**EXCERPT TO READ**
--

"The real question is, 'What is the point of a two-in-one device or touchscreen PC?'" said Singh. "Legacy applications are not touch optimized, so using them on a Surface Pro, even with a Touch/Type Cover, is a sub-optimal experience compared to a traditional laptop."
And while the app count in the Windows Store -- the sole source of Windows 8 and Windows RT tile-style software -- has climbed dramatically, Microsoft is still working with a handicap.
"Windows 8 doesn't really offer a vibrant app ecosystem, at least for now, that takes advantage of touchscreen capabilities," argued Singh. "So the touchscreen is basically an additional expense with little to no practical use for x86-based devices."
That means that the Surface Pro must succeed as an ultrabook first and foremost, agreed analysts. "If the Surface doesn't sell as a PC that can manifest itself as a tablet, then it's nowhere," said Gottheil.
In fact, few experts give the Surface Pro much of a chance of selling in any appreciable number. By extension, that means there's little chance for Microsoft to break out of the flagging PC business to a wider product constituency of tablets, or to create a viable two-in-one category.

--

**DATASET CONTENT**
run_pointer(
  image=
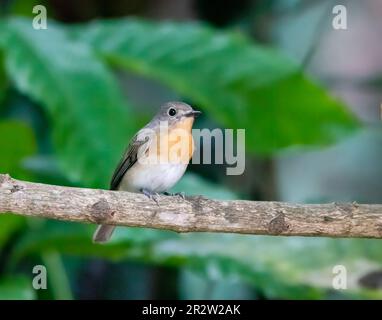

--

**WHAT THIS EXERCISE ASKS**
A. Answer these questions from the Surface Pro article:
(i) According to Singh, what kind of applications are not touch optimized?
(ii) What is the sole source of Windows 8 and Windows RT tile-style software?
(iii) Who said that if the Surface doesn't sell as a PC that can manifest itself as a tablet, "then it's nowhere"?
B. Decide whether each statement agrees with the Surface Pro article, and give the words that settle it:
(i) The app count in the Windows Store has fallen.
(ii) Analysts agreed that the Surface Pro must succeed as an ultrabook first.
(iii) Singh sees the touchscreen as a valuable feature for x86-based devices.
C. Please reproduce the Surface Pro article word for word between "In fact, few" and "viable two-in-one category.", inclusive.
The material has no role in this work.

**ANSWERS TO EACH TASK**
A.
(i) Legacy applications
(ii) The Windows Store
(iii) Gottheil

B.
(i) No: "has climbed dramatically"
(ii) Yes: "That means that the Surface Pro must succeed as an ultrabook first and foremost, agreed analysts."
(iii) No: "the touchscreen is basically an additional expense with little to no practical use for x86-based devices"

C.
In fact, few experts give the Surface Pro much of a chance of selling in any appreciable number. By extension, that means there's little chance for Microsoft to break out of the flagging PC business to a wider product constituency of tablets, or to create a viable two-in-one category.